StringBuilder类表示一个可变的字符序列，是一个非线程安全的容器，一般使用于单线程拼接字符串。

StringBuilder源码

public final class StringBuilder
    extends AbstractStringBuilder
    implements java.io.Serializable, CharSequence{
    public StringBuilder() {
        super(16);
    }
    public StringBuilder(int capacity) {
        super(capacity);
    }

    public StringBuilder(String str) {
        super(str.length() + 16);
        append(str);
    }
    public StringBuilder(CharSequence seq) {
        this(seq.length() + 16);
        append(seq);
    }
    ...
}

由源码可得知

StringBuilder由final修饰，不能被继承
继承于AbstractStringBuilder类
默认容量为16

StringBuffer

StringBuffer 也是继承于 AbstractStringBuilder ，使用 value 和 count 分别表示存储的字符数组和字符串使用的计数，StringBuffer 与 StringBuilder 最大的区别就是 StringBuffer 可以在多线程场景下使用，StringBuffer 内部有大部分方法都加了 synchronized 锁。在单线程场景下效率比较低，因为有锁的开销。

StringBuffer源码

public final class StringBuffer
    extends AbstractStringBuilder
    implements java.io.Serializable, CharSequence
{

    /**
     * A cache of the last value returned by toString. Cleared
     * whenever the StringBuffer is modified.
     */
    private transient char[] toStringCache;

    static final long serialVersionUID = 3388685877147921107L;

    public StringBuffer() {
        super(16);
    }

    public StringBuffer(int capacity) {
        super(capacity);
    }

    public StringBuffer(String str) {
        super(str.length() + 16);
        append(str);
    }

    public StringBuffer(CharSequence seq) {
        this(seq.length() + 16);
        append(seq);
    }

    @Override
    public synchronized int length() {
        return count;
    }

    @Override
    public synchronized int capacity() {
        return value.length;
    }
    @Override
    public synchronized void ensureCapacity(int minimumCapacity) {
        if (minimumCapacity > value.length) {
            expandCapacity(minimumCapacity);
        }
    }
    ...

§ **挑战题**
(A) 在这篇关于StringBuilder和StringBuffer的正文里，两者最大的区别是什么？
(B) 请从这篇关于StringBuilder和StringBuffer的正文停下的地方续写下去。
这些数据行是单独的材料，与上面的正文无关。

§ **数据集行**
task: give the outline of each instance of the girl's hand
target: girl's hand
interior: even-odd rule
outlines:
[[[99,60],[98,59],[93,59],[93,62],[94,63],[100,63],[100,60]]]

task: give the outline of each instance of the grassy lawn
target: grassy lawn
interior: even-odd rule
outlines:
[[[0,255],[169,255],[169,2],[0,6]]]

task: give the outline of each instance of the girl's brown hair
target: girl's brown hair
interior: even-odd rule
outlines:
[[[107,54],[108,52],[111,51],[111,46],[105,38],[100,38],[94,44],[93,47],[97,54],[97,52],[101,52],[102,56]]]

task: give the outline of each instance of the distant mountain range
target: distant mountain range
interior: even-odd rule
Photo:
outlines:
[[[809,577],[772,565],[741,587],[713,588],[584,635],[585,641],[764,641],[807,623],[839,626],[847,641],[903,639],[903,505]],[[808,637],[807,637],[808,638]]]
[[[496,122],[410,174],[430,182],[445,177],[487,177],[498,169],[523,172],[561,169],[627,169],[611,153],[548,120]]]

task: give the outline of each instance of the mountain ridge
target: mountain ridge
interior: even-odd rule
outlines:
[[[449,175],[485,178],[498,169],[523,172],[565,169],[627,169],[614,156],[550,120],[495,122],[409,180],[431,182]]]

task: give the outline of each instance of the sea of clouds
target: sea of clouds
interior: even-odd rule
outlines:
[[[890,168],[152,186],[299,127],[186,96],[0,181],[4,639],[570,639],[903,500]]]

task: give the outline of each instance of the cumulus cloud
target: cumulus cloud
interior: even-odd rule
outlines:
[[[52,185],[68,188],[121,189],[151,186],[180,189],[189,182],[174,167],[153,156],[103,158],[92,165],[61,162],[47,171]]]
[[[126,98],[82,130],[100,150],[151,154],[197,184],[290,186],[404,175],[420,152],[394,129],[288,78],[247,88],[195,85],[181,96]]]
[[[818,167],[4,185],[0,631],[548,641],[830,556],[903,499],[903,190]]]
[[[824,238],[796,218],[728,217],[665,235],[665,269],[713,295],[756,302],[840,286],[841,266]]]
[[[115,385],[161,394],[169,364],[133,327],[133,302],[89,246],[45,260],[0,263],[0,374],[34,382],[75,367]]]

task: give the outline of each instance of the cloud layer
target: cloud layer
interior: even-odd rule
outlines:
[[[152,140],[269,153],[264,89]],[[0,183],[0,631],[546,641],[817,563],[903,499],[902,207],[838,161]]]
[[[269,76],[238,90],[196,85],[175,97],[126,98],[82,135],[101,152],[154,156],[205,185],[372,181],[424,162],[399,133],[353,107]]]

§ **答案汇总**
(A) StringBuffer可以在多线程场景下使用。

(B)
}

由源码分析可得知：

StringBuffer由final修饰，不能被继承
继承于AbstractStringBuilder类
默认容量为16
线程安全
拥有字符缓冲数组

StringBuilder和StringBuffer的扩容问题

StringBuilder和StringBuffer都继承于AbstractStringBuilder，所以看看AbstractStringBuilder源码

AbstractStringBuilder源码

abstract class AbstractStringBuilder implements Appendable, CharSequence {
    //底层都是由char[]实现
    char[] value;
    int count;
    AbstractStringBuilder() {}

    AbstractStringBuilder(int capacity) {
        value = new char[capacity];
    }

    @Override
    public int length() {
        return count;
    }
	//初始化容量数组长度
    public int capacity() {
        return value.length;
    }

    
    public void ensureCapacity(int minimumCapacity) {
        if (minimumCapacity > 0)
            ensureCapacityInternal(minimumCapacity);
    }

   //扩容方法
    private void ensureCapacityInternal(int minimumCapacity) {
        // overflow-conscious code
        if (minimumCapacity - value.length > 0)
            expandCapacity(minimumCapacity);
    }

  	/**
  	*minimumCapacity 就是字符长度 + 要拼接的字符串长度
  	*扩容原字符长度的两倍+2
  	*如果扩容后的长度还比拼接后的字符串长度小的话，就直接扩容到它需要的长度 
  	*内存溢出了就抛异常
  	*在进行数组的拷贝，完成扩容
  	*/
    void expandCapacity(int minimumCapacity) {
        int newCapacity = value.length * 2 + 2;
        if (newCapacity - minimumCapacity < 0)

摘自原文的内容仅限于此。